[Task to carry out] Please format the data below as a two-column CSV with the columns "request" and "points", one row per request, putting its text and its answer each in a single quoted field and turning any line breaks into spaces. Cover all of the data and leave the pictures out of the output.

[Pointing dataset excerpts]
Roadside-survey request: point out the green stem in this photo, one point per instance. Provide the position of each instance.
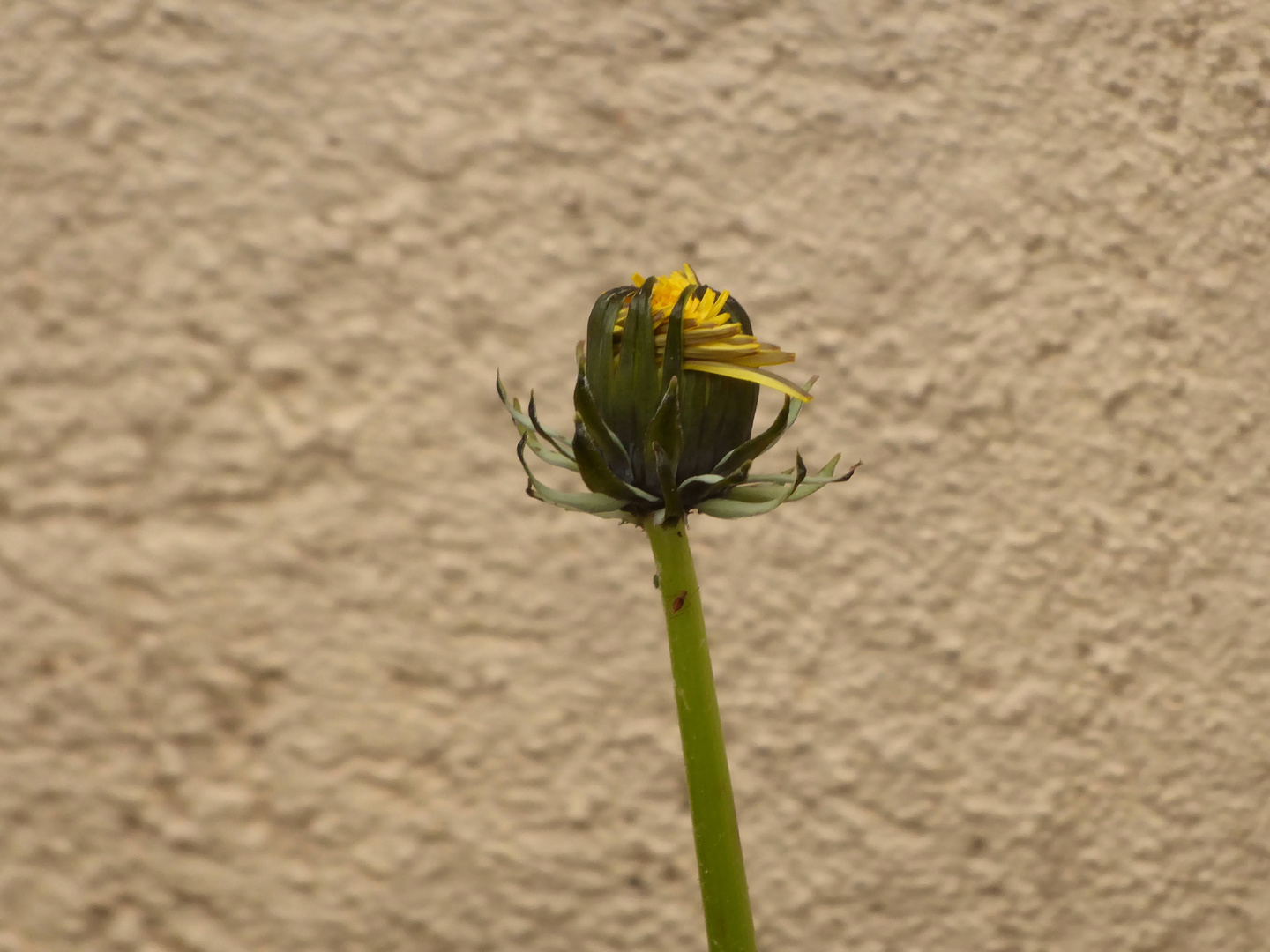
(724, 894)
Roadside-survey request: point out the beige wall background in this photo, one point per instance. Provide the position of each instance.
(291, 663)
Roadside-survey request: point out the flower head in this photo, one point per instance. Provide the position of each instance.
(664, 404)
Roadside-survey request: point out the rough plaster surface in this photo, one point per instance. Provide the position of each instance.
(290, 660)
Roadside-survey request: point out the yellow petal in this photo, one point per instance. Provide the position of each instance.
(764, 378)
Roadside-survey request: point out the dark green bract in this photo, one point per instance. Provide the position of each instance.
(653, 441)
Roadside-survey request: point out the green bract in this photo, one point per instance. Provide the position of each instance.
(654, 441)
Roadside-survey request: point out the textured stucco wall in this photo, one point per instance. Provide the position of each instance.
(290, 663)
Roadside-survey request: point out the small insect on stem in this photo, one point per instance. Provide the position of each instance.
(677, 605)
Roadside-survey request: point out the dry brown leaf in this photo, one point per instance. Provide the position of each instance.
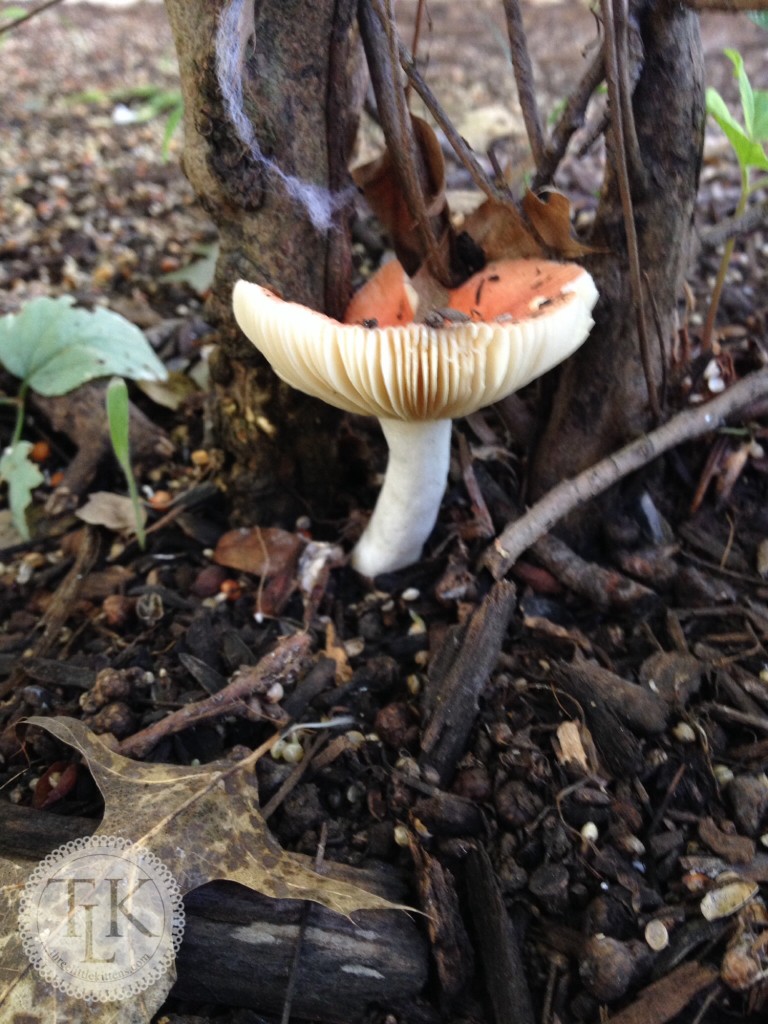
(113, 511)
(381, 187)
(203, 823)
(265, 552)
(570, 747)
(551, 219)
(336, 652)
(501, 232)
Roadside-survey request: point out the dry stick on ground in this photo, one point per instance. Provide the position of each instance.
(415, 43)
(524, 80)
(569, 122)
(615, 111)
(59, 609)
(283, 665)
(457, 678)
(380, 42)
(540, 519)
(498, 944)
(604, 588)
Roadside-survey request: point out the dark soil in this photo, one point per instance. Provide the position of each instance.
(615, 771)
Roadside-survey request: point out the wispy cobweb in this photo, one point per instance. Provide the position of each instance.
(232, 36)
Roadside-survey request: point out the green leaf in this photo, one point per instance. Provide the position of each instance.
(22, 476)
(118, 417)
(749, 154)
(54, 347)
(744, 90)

[Response to the exercise]
request,points
"Roadside-survey request: point out the green stem in this photo, one point per instance. Provide the position of each instance.","(724, 894)"
"Roadside-survey request: point out the beige wall background in this photo, one point per instance. Provide the position of each instance.","(291, 663)"
"Roadside-survey request: point out the flower head in this photo, one point per instance. Provide the position of each instance.","(664, 404)"
"Roadside-survey request: point out the rough plaster surface in this photo, one point per instance. Provide the position of each instance.","(290, 660)"
"Roadside-survey request: point out the yellow petal in this photo, one point per instance. Provide the position of each instance.","(764, 378)"
"Roadside-survey request: point out the dark green bract in this photo, one point per instance. Provide the position of each instance.","(653, 441)"
"Roadside-survey request: point out the green bract in this photo, one point per instance. Provide the position of each instance.","(654, 441)"
"Roadside-survey request: point out the textured stucco wall in this photo, one point per instance. Provide the position of each instance.","(290, 663)"
"Roadside-survey request: point out the small insect on stem in this photo, one point per instance. Provide the position of each instance.","(677, 605)"
"Roadside-survey request: point out the dry brown leaf in this photo, one point per instance. Provide the position of each instance.","(113, 511) (381, 187) (203, 823) (265, 552) (570, 747) (551, 219) (336, 652) (501, 232)"
"Roadside-survey request: point out the dry stick on ground in this photo, one point per instance. Provide the position of each instance.","(415, 43) (524, 80) (569, 122) (615, 111) (59, 609) (283, 665) (457, 678) (380, 42) (540, 519) (498, 944) (604, 588)"
"Roadside-survey request: point out the dark soil in this photo, one point per instance. Provide the position of each instance.","(615, 771)"
"Roadside-survey request: point out the wispy cobweb in this photo, one point per instance. Provide the position of each instance.","(232, 36)"
"Roadside-survey request: point out the green leaf in this photo, one point per instance. Provide the position of each instance.","(22, 476) (118, 417) (749, 154) (54, 347) (744, 90)"